Try it: Word for word, reproduce the records, keeping none of the pictures.

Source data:
---

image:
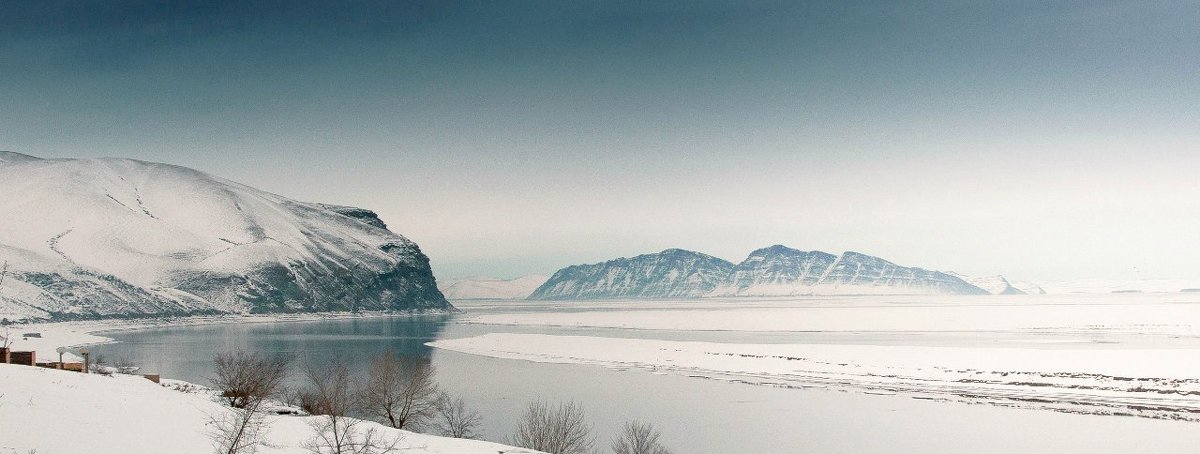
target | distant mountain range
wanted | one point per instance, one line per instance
(121, 238)
(769, 272)
(491, 288)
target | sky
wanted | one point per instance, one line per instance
(1042, 141)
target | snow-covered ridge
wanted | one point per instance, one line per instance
(769, 272)
(673, 273)
(491, 287)
(117, 238)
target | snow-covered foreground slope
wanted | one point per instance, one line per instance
(1155, 383)
(52, 411)
(491, 288)
(111, 237)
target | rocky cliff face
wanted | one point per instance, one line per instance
(123, 238)
(775, 270)
(673, 273)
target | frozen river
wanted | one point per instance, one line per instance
(604, 354)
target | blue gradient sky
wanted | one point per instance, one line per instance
(1042, 141)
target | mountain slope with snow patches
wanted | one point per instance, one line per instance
(768, 272)
(491, 288)
(118, 238)
(673, 273)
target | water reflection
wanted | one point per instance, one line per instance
(186, 352)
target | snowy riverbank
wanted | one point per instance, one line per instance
(48, 336)
(52, 411)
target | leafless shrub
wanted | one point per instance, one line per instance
(125, 365)
(454, 419)
(639, 438)
(6, 336)
(245, 378)
(400, 392)
(100, 364)
(331, 395)
(561, 430)
(246, 381)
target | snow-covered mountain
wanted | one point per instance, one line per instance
(491, 287)
(781, 270)
(673, 273)
(123, 238)
(775, 270)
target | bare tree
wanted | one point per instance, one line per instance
(331, 395)
(400, 392)
(561, 430)
(125, 365)
(246, 381)
(639, 438)
(454, 419)
(245, 378)
(6, 336)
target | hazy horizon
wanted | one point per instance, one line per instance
(1039, 142)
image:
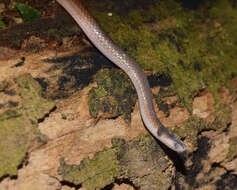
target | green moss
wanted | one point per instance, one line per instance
(166, 38)
(33, 105)
(16, 133)
(142, 161)
(18, 126)
(114, 95)
(94, 173)
(232, 152)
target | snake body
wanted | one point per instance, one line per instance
(115, 54)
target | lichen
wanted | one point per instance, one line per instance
(114, 95)
(18, 127)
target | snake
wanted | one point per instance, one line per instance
(101, 40)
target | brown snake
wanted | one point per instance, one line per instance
(115, 54)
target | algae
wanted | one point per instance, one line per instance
(142, 162)
(114, 95)
(18, 126)
(197, 49)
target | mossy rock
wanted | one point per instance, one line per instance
(18, 126)
(114, 96)
(142, 162)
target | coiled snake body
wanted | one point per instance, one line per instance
(103, 42)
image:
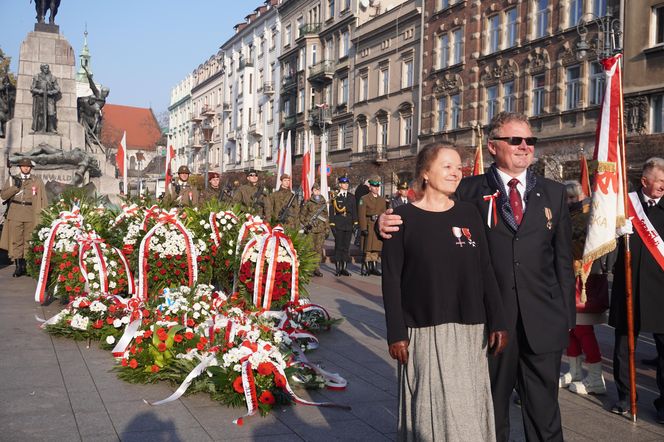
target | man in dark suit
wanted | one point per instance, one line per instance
(647, 286)
(529, 231)
(343, 219)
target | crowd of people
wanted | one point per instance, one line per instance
(436, 282)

---

Task answer:
image:
target | distant mountain range
wanted | one point per instance, one line per instance
(121, 238)
(769, 272)
(491, 288)
target | sky
wanted | one point per instance, one line per instance
(1042, 141)
target | snow-covered ridge
wanted | one point per instance, one line per instance
(769, 272)
(673, 273)
(491, 287)
(117, 238)
target | snow-covered foreground slope
wanted | one point per instance, one line per instance
(1155, 383)
(52, 411)
(491, 288)
(111, 237)
target | rocky cliff face
wanted | one point per instance, one line per instance
(123, 238)
(775, 270)
(673, 273)
target | frozen river
wanted | one point per instance, one line per instance
(604, 354)
target | blue gradient sky
wanted | one point per instance, one line per instance
(1042, 141)
target | mountain slope with snow patches
wanted | one point per instance, one line per instance
(768, 272)
(491, 288)
(118, 238)
(673, 273)
target | water reflection
wanted | one point per instance, one line per instance
(186, 352)
target | snowy riverbank
wanted | one point per instance, one line per instance
(48, 336)
(52, 411)
target | leafless shrub
wanted | one point per instance, one line per instance
(125, 365)
(454, 419)
(639, 438)
(6, 336)
(245, 378)
(400, 392)
(100, 364)
(331, 395)
(561, 430)
(246, 381)
target | snow-covered mountain
wanted | one point per instance, one line per instance
(491, 287)
(781, 270)
(673, 273)
(123, 238)
(775, 270)
target | bare tree
wanted | one point per instance, one line per instance
(331, 395)
(400, 392)
(561, 430)
(125, 365)
(246, 381)
(639, 438)
(454, 419)
(245, 378)
(6, 336)
target | hazy horizon
wanted | one point per instance, one line per instance
(1039, 142)
image:
target | green moss
wanted | one point per instance, one line per instance
(166, 38)
(33, 105)
(16, 133)
(142, 161)
(18, 126)
(114, 95)
(94, 173)
(232, 152)
target | snake body
wanted | one point per instance, one line per instance
(115, 54)
target | lichen
wanted | one point per instance, one line per instance
(114, 95)
(18, 127)
target | snake
wanted | one point per instance, one line per instance
(101, 40)
target | brown snake
wanted | one point per instance, one line per instance
(115, 54)
target | algae
wanted | one point per instance, one line per instance
(142, 162)
(114, 95)
(18, 126)
(197, 49)
target | mossy rock
wanted | one point per instance, one line per instance
(18, 126)
(114, 96)
(142, 162)
target | coiled snake body
wanted | one point per instance, one line per instance
(103, 42)
image:
target | man in dark suit
wanted | one point per instance, one line per instance
(647, 286)
(529, 231)
(343, 219)
target | crowd of people
wanted | one point per instance, one line per instance
(436, 282)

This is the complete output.